▶ _GIVEN PASSAGE_:
-=-=-=-=-

Ingredients for Brown Butter Garlic Fried Gnocchi
Look for gnocchi on the shelf with the other pastas. Shelf stable gnocchi is a bit firmer and will hold up better to the frying than fresh. Fresh is fine if that is all you can find, but it might fall apart as you saute it so toss it gently.
- Olive Oil: This is the ideal oil for frying the gnocchi, high enough smoke point and adds a bit of flavor.
- Gnocchi: Use potato gnocchi for this recipe.
- Unsalted Butter: You cannot substitute the butter for something else. It won’t brown and create that incredible nutty flavor otherwise.
- Garlic: Mince your garlic for best flavor.
- Fresh Thyme: I highly recommend using fresh here instead of dried.
- Parmesan cheese: Grate your own cheese. It tastes so much better.
Making Incredible Fried Gnocchi with Brown Butter
This one of the easiest recipes ever, and it yields one of the fanciest dishes too! It looks and tastes like you ordered it from a fancy Italian restaurant, only its better!
- Fry: In a medium sized skillet over medium high heat add the olive oil. Add in the gnocchi and fry until for a few minutes until golden and crisp. Remove the gnocchi from the skillet and set aside.
- Butter: Add in the butter, whisk until it starts to froth and turn brown.
- Toss: Remove from heat and add the garlic and thyme. Add the gnocchi back to the butter and toss. Top with parmesan cheese.

-=-=-=-=-

▶ _DATA PROVIDED_:
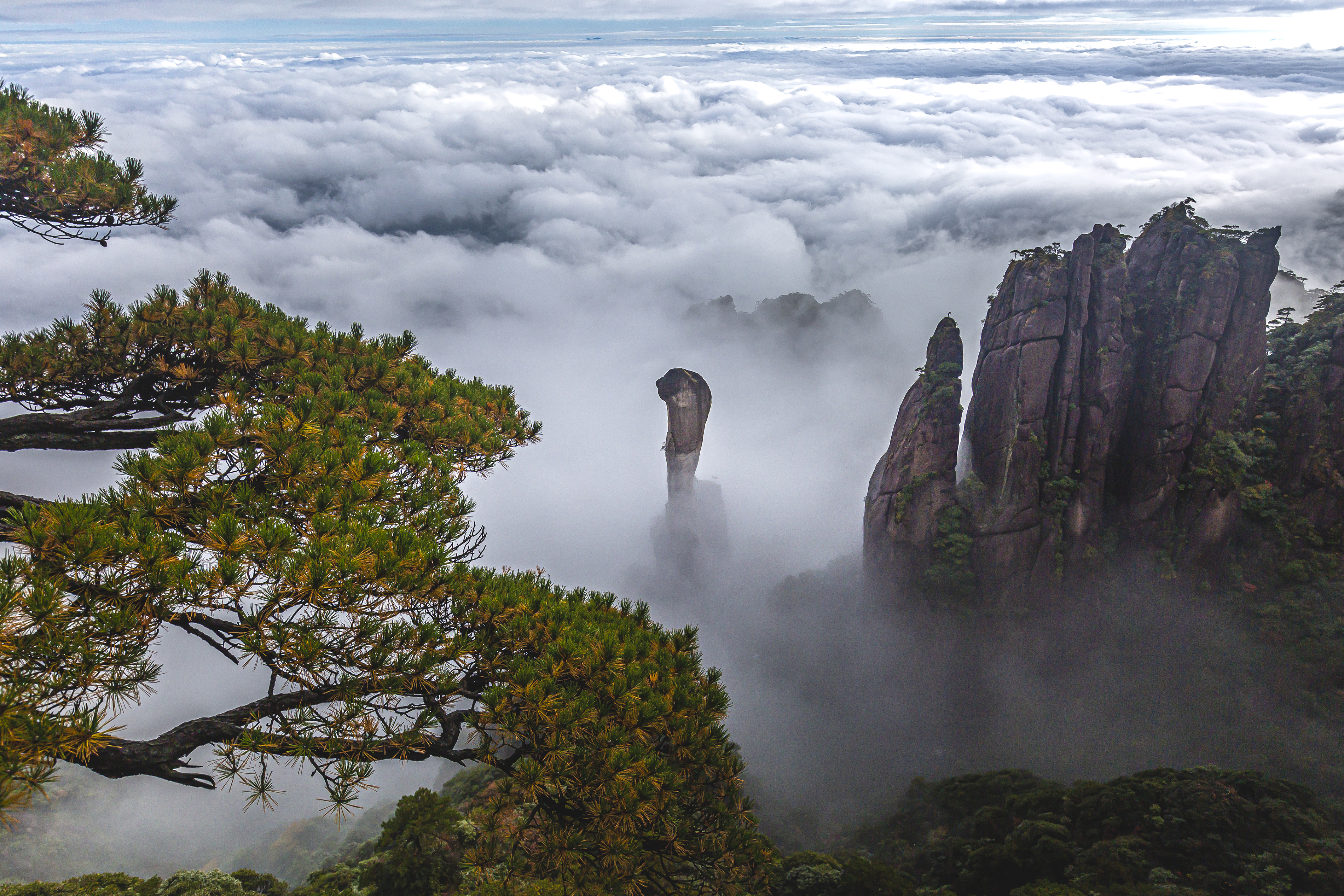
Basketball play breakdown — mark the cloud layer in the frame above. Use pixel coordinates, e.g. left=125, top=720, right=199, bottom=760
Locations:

-=-=-=-=-

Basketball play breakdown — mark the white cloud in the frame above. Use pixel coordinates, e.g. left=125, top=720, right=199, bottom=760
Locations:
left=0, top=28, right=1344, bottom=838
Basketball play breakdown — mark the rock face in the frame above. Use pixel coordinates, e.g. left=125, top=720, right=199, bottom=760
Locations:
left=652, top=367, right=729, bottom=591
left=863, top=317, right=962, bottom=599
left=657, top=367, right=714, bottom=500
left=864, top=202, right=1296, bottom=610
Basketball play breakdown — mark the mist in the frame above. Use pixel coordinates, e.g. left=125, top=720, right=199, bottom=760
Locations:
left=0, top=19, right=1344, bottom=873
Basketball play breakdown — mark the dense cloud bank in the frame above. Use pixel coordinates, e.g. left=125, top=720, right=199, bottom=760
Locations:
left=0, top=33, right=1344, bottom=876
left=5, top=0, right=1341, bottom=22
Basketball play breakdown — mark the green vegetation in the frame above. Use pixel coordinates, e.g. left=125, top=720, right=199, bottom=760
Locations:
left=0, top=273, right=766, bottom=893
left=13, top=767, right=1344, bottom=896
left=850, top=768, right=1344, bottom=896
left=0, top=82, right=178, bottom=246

-=-=-=-=-

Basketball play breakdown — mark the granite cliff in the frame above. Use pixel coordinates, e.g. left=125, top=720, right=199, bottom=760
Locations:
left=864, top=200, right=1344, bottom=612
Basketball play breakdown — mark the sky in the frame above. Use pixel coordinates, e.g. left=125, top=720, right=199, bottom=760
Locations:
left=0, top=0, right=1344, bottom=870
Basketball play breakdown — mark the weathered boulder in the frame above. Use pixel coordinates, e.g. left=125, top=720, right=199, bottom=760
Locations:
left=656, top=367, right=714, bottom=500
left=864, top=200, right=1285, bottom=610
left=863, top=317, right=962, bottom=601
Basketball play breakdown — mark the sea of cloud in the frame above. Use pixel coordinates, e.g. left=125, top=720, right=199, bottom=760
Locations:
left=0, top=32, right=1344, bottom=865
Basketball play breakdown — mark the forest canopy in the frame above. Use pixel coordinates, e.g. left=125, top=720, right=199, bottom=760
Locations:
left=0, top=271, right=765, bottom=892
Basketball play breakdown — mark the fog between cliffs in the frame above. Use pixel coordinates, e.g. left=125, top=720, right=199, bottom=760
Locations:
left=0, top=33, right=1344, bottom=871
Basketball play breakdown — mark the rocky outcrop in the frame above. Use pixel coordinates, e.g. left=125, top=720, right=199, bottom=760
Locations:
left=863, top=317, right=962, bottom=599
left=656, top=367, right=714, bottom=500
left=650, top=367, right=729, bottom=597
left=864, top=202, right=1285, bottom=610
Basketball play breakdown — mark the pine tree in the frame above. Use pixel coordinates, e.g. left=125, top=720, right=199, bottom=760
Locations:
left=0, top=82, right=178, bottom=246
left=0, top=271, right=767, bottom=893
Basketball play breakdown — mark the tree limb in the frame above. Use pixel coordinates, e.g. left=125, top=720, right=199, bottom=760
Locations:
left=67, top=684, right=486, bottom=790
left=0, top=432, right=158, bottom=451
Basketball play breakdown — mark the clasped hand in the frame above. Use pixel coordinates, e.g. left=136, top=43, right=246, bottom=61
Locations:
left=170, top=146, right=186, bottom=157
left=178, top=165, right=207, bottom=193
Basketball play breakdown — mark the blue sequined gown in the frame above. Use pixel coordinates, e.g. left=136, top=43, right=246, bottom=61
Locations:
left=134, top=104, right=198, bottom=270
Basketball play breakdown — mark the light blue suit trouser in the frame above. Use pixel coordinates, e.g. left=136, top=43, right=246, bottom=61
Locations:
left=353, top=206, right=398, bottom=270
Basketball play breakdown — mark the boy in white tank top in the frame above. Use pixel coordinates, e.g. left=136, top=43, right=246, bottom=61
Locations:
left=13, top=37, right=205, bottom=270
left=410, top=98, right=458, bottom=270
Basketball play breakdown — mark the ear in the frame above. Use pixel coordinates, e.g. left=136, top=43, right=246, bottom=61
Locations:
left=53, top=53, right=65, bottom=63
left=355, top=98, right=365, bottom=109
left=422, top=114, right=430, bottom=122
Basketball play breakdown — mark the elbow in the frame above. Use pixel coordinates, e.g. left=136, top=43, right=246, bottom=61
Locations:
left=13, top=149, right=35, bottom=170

-=-=-=-=-

▶ _WHAT YOU WILL DO_:
a: According to the gnocchi recipe, why is shelf-stable gnocchi preferred over fresh for this dish?
b: Rewrite the rows from the one containing "Basketball play breakdown — mark the dense" through the one containing "left=5, top=0, right=1341, bottom=22" in full, request row included. Multiply each bounding-box coordinate in the answers by 1.75 and round to whole numbers, with halves going up. Leave the request and its sample coordinates as they are.
The recipe text and the rows were taken from unrelated sources.

▶ _RESPONSES FOR EACH TASK_:
a: Shelf-stable gnocchi is a bit firmer and holds up better to frying than fresh.

b:
Basketball play breakdown — mark the dense cloud bank in the frame above. Use pixel coordinates, e.g. left=125, top=720, right=199, bottom=760
Locations:
left=0, top=58, right=2352, bottom=1533
left=9, top=0, right=2347, bottom=39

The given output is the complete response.